Recorded data
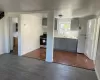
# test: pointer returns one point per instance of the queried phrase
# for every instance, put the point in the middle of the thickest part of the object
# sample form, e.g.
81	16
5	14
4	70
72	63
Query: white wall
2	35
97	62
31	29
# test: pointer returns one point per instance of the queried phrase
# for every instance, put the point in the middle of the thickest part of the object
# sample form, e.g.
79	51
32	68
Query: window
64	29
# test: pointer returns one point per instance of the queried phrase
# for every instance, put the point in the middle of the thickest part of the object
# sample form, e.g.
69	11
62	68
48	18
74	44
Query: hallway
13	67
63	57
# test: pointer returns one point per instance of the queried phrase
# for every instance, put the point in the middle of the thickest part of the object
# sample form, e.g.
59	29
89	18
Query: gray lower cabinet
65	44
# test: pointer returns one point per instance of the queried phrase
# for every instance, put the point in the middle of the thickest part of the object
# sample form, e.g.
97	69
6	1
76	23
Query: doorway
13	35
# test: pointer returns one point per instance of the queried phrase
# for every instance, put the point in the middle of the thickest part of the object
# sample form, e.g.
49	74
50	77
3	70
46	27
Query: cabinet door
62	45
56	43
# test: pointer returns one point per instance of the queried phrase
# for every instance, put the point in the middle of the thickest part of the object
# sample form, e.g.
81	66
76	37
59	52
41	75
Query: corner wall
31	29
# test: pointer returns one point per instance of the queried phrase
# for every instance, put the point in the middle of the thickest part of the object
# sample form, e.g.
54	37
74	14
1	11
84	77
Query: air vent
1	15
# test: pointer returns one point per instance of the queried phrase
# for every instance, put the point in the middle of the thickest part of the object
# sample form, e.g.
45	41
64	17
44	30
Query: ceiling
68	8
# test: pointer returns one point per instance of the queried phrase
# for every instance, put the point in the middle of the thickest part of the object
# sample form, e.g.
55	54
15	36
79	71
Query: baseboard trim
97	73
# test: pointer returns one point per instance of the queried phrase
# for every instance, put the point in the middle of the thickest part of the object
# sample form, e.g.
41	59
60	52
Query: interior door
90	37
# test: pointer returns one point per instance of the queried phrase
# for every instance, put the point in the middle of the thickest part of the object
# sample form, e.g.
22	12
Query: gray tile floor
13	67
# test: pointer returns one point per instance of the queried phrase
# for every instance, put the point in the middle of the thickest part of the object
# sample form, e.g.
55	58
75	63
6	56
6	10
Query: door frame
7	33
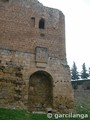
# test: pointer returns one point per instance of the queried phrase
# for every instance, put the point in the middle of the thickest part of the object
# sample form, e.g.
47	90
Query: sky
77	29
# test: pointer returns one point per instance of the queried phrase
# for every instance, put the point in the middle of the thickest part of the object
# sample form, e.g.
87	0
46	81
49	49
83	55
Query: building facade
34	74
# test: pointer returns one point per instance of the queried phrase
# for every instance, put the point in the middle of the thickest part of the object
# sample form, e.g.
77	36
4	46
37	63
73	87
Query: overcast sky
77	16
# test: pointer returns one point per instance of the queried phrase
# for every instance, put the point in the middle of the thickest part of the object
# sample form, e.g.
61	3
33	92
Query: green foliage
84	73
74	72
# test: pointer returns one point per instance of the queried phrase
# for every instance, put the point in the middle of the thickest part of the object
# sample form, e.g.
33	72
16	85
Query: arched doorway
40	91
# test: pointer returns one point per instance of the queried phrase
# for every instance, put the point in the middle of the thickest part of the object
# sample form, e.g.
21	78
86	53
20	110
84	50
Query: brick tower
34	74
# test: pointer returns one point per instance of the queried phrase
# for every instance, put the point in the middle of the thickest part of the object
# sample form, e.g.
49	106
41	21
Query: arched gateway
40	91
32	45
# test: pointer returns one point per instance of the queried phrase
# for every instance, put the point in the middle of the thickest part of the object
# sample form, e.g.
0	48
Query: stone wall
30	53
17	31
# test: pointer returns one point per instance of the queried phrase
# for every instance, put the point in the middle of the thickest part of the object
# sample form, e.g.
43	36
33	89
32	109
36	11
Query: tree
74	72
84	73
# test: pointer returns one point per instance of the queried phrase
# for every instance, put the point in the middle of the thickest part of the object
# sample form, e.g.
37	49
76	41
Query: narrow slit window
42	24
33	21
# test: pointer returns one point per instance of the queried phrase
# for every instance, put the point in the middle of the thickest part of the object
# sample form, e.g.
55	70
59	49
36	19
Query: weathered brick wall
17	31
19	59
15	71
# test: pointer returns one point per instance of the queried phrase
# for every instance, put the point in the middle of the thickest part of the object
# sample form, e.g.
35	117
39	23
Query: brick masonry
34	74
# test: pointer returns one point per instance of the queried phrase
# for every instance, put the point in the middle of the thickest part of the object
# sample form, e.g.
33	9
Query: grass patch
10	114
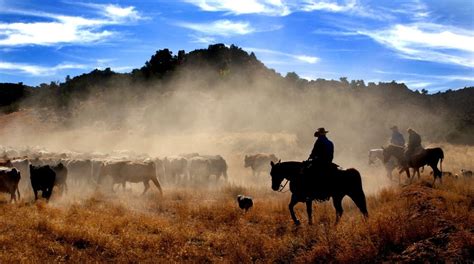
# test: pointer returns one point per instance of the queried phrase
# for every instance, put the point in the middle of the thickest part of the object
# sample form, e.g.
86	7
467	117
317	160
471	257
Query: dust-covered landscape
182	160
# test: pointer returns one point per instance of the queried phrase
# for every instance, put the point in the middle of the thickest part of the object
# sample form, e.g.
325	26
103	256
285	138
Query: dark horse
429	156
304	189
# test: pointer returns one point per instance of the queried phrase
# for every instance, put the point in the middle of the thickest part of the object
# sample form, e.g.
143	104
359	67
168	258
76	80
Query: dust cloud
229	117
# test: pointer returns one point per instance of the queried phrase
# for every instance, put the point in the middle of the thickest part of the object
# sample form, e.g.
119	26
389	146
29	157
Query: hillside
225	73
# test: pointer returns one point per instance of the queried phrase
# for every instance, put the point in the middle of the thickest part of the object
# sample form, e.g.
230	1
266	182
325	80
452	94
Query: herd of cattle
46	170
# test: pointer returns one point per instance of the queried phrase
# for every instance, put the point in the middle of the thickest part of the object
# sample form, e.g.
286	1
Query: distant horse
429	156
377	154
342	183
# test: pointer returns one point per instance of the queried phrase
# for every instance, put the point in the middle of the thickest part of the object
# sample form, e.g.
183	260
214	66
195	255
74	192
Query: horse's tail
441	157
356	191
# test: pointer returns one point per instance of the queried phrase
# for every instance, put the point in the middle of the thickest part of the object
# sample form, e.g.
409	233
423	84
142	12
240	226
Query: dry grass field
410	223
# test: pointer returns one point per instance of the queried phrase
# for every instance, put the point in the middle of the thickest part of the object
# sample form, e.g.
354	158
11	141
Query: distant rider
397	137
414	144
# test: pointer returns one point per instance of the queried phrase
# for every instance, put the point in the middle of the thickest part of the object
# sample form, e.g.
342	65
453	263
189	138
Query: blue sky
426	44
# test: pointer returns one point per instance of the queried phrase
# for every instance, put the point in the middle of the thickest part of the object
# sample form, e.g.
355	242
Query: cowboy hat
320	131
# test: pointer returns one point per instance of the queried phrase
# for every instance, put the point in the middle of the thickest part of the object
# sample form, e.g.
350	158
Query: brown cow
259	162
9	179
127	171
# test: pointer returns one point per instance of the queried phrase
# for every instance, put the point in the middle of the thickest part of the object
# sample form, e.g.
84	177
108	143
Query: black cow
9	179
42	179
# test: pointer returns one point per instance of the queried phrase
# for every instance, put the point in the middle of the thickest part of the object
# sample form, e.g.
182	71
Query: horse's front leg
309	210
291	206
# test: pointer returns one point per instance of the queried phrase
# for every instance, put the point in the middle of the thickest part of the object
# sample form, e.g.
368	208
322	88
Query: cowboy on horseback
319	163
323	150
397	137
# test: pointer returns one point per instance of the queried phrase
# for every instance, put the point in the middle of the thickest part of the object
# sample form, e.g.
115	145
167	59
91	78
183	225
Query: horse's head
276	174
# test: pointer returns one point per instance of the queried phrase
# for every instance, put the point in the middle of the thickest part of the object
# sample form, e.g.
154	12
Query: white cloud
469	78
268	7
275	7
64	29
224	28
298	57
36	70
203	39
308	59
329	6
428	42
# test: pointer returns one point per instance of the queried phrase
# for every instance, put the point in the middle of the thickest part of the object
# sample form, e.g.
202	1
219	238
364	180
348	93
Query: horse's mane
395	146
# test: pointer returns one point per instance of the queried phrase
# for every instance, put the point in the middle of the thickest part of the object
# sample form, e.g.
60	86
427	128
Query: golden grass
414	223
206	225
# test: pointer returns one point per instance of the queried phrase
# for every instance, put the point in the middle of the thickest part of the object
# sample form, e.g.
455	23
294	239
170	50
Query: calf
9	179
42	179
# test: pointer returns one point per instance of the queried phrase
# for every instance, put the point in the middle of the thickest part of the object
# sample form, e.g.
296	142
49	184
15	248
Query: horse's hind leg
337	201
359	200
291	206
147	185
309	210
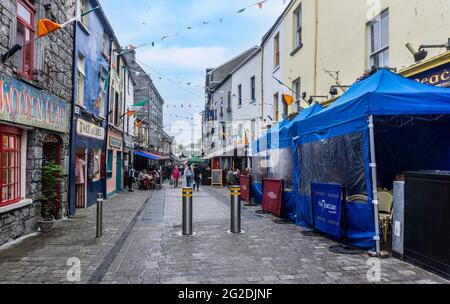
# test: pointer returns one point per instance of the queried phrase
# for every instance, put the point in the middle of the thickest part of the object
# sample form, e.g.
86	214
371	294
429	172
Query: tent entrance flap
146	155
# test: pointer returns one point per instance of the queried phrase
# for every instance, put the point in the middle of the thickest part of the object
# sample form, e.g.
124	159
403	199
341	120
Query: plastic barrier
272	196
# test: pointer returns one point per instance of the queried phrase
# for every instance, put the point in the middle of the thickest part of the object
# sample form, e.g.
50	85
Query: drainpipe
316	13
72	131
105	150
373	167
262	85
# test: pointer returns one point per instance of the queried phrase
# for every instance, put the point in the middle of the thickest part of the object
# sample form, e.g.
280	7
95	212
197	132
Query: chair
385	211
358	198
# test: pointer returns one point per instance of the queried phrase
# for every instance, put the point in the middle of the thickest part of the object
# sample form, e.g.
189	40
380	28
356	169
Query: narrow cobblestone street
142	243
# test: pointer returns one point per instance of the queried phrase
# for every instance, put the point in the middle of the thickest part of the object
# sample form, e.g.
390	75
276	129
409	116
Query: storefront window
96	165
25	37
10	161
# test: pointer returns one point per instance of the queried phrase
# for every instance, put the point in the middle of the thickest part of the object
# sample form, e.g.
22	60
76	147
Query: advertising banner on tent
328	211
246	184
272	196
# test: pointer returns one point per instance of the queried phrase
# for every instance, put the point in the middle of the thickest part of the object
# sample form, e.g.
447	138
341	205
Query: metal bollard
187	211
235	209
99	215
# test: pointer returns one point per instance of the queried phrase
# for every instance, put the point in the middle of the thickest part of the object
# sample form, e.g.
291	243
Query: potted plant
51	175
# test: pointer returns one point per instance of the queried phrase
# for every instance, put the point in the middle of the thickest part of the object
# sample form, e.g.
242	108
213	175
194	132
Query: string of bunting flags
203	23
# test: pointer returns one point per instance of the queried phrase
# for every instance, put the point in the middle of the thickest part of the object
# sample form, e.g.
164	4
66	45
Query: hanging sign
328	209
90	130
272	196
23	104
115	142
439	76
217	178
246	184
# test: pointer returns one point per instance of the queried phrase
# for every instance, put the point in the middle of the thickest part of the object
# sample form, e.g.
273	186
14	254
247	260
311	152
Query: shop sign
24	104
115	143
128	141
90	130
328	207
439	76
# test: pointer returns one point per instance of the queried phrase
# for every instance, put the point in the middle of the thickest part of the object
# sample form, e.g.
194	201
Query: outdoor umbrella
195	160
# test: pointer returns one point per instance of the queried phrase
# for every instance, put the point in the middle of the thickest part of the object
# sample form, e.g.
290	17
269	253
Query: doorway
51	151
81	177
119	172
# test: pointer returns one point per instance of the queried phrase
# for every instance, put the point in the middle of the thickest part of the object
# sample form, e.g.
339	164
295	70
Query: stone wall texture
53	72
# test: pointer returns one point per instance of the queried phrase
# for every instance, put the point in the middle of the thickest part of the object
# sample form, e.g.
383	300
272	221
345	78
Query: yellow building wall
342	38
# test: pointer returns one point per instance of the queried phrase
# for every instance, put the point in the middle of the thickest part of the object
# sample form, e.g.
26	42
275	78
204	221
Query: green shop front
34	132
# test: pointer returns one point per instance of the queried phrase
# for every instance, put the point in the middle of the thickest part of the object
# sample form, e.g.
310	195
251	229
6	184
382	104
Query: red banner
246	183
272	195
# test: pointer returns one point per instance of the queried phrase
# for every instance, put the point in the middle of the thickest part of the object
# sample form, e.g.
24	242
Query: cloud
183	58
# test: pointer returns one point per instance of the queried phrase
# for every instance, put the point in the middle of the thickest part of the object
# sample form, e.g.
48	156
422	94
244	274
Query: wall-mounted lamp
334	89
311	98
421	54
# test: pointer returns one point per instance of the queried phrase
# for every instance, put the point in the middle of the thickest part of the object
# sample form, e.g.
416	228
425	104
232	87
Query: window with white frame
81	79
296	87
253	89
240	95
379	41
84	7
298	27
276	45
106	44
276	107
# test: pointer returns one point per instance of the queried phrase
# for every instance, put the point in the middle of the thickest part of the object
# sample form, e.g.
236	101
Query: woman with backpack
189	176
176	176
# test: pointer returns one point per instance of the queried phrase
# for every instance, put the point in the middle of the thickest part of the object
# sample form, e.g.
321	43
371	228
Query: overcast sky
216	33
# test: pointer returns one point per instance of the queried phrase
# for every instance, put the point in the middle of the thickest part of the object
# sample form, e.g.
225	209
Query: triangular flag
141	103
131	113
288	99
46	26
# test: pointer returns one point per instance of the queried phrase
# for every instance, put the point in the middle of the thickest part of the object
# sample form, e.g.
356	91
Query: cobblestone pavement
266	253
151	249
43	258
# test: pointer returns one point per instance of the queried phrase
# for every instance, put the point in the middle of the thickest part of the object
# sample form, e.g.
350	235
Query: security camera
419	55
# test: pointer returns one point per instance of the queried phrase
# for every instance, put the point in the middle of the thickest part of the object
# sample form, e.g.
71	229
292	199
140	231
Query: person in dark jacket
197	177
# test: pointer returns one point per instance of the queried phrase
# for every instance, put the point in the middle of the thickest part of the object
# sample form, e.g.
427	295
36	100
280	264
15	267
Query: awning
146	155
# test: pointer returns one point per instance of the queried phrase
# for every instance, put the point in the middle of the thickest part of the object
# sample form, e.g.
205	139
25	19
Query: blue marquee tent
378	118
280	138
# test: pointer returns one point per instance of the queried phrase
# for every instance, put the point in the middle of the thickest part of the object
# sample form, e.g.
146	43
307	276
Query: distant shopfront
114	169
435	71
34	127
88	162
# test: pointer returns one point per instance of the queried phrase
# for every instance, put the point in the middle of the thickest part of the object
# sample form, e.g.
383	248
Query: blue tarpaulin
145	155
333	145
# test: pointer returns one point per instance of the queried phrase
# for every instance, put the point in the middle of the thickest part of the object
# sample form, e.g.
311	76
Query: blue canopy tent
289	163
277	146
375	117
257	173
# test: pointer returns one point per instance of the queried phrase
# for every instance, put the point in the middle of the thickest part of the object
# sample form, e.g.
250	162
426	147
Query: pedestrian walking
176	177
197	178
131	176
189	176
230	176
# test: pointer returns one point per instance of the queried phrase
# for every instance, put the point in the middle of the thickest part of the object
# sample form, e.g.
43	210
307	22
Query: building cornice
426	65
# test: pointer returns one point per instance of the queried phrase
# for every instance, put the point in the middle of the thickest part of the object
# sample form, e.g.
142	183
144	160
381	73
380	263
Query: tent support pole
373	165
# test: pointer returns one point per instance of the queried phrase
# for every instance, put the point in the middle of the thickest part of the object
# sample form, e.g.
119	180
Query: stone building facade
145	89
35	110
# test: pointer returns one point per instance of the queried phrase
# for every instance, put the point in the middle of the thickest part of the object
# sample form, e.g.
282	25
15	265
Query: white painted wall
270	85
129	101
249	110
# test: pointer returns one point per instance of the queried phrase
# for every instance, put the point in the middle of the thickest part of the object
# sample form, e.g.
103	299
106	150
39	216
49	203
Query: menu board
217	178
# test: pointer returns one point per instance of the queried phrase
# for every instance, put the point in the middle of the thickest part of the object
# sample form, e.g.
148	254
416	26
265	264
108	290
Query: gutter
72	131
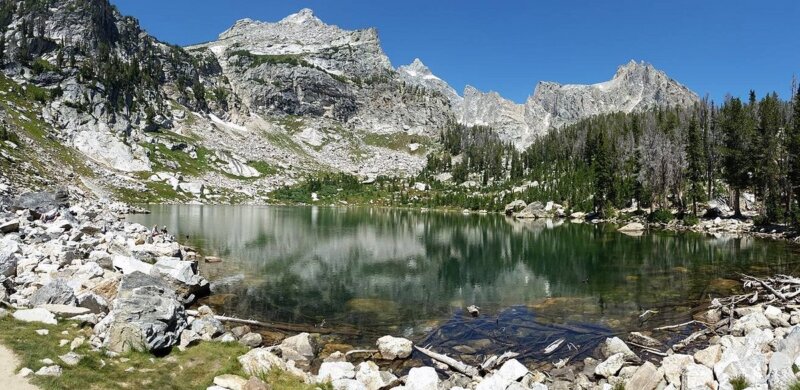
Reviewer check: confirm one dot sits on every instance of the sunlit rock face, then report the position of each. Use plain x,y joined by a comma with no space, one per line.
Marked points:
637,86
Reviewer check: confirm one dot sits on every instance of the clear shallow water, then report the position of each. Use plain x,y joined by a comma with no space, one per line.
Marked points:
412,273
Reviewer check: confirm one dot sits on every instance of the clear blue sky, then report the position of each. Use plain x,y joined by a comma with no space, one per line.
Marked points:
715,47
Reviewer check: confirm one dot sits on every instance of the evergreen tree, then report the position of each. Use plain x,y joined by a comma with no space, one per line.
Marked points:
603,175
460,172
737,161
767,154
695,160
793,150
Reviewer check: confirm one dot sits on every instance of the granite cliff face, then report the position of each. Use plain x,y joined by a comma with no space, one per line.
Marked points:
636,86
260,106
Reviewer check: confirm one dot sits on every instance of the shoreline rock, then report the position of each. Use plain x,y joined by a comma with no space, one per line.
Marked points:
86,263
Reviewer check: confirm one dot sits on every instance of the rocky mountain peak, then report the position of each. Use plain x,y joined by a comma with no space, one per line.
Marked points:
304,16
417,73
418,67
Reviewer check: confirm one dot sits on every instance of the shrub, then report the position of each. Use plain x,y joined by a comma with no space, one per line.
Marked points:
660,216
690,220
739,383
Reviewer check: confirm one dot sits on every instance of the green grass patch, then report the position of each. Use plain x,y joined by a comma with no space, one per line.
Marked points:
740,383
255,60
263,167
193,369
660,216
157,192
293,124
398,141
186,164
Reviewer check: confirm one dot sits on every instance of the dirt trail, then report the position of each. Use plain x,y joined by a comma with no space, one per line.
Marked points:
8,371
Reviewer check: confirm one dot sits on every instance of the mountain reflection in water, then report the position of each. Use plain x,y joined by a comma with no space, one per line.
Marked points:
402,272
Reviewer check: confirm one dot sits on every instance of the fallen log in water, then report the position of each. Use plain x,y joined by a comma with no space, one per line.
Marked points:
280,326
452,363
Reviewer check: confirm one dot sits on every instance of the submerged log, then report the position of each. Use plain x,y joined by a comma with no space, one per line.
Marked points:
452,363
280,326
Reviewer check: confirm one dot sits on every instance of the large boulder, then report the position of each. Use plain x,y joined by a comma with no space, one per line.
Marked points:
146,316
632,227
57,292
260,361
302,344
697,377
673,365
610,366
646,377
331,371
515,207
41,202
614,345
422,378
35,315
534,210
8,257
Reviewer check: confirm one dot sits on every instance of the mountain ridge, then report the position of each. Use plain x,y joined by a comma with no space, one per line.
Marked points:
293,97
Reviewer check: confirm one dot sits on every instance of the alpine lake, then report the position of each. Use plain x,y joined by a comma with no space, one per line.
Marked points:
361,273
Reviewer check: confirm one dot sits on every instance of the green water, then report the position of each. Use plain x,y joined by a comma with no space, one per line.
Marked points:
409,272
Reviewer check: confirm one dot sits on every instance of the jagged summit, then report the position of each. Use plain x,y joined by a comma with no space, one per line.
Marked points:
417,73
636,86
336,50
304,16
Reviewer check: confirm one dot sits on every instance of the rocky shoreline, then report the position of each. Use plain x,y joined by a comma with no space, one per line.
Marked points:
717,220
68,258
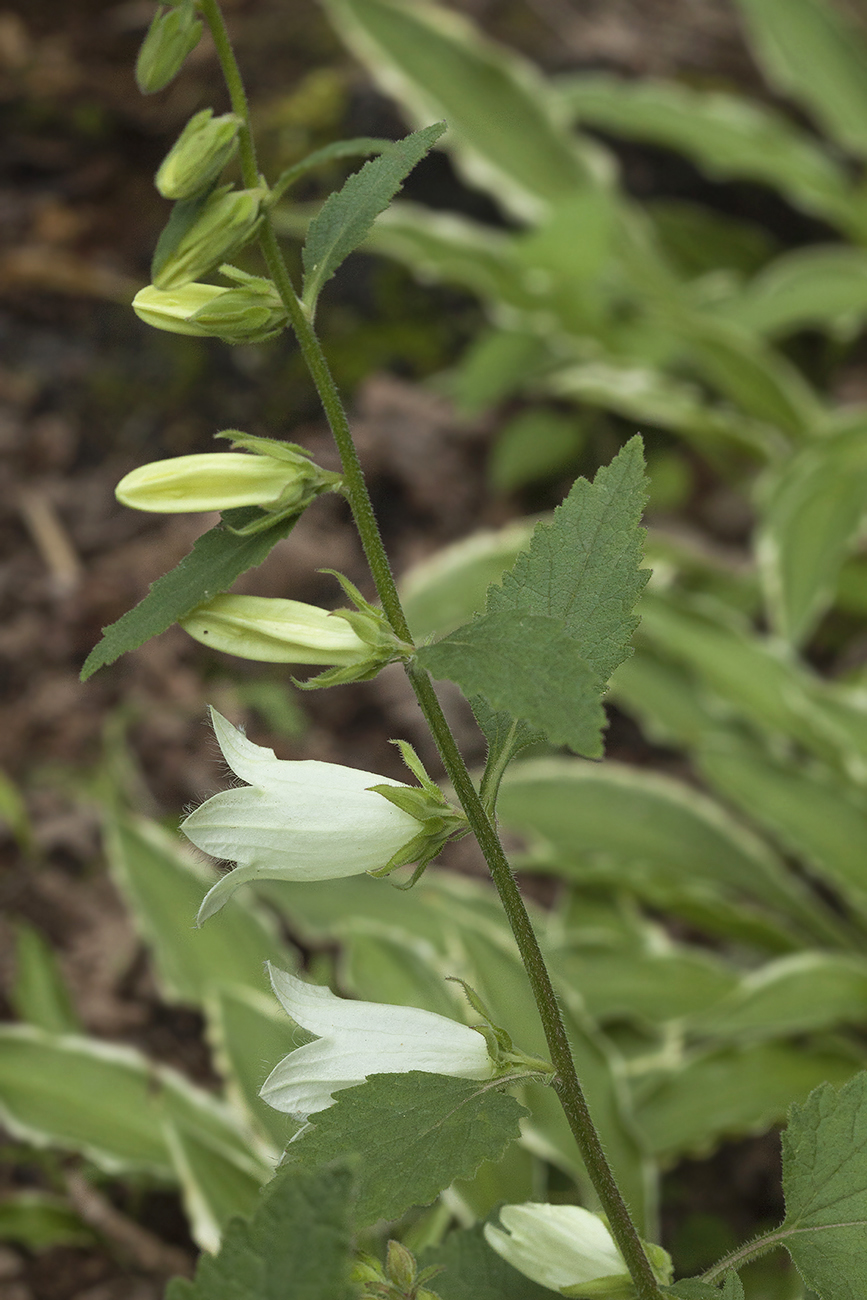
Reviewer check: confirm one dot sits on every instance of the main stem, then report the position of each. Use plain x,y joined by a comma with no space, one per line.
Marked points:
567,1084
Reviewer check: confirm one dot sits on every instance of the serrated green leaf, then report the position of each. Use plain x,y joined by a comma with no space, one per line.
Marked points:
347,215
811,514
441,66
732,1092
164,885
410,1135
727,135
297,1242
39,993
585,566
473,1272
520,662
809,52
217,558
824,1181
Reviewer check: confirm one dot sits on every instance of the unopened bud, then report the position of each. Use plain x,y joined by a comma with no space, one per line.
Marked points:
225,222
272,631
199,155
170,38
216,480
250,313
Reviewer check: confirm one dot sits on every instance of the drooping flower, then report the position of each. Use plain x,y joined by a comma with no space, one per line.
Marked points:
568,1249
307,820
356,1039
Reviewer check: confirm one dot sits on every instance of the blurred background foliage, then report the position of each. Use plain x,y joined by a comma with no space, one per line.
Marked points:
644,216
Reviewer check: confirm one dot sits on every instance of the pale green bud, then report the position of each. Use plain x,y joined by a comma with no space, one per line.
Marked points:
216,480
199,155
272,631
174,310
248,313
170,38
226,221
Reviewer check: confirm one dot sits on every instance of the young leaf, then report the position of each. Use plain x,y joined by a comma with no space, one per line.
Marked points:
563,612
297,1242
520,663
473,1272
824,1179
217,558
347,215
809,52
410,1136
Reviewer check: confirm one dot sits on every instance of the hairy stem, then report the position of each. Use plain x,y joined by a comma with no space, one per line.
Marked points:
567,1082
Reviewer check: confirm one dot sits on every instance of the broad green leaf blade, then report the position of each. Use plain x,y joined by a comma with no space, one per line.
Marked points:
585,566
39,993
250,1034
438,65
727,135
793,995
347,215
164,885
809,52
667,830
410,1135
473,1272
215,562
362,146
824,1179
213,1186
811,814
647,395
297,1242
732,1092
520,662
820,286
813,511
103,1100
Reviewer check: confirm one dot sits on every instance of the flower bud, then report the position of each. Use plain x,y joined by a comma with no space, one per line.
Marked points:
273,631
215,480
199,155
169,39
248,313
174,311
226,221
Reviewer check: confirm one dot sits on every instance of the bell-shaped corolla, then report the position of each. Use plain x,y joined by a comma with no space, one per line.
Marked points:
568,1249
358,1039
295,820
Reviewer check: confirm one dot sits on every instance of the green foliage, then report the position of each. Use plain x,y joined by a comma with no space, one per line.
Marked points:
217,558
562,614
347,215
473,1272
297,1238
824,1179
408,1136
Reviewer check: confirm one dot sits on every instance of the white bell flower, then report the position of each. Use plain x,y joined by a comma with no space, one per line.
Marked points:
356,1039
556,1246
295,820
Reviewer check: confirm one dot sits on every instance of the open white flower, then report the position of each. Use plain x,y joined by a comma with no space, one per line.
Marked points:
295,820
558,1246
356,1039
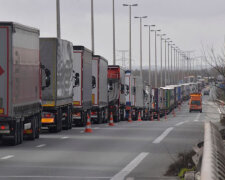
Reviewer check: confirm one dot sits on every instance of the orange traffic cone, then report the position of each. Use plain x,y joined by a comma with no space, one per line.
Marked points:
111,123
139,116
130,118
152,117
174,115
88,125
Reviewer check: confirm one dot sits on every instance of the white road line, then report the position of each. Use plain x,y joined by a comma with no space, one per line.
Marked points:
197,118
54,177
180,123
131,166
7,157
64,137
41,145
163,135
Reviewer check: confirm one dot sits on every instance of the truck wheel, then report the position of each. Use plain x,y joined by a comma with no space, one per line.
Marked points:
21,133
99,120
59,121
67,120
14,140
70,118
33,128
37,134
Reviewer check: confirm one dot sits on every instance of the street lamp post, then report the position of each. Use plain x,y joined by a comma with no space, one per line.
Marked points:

PROBLEM STATEMENT: From the entries above, copy every line that holds the word "clear".

YOUR SOLUTION:
Reviewer check: confirm one dot sits on every instance of the clear shallow water, then report the position of each. Use plain x,y joined by a comma with no space, one per line.
Reviewer check: confirm one dot sits on every instance of the clear blue sky, then report the position of each. Use plain x,y joined by a comma with no space, one per line.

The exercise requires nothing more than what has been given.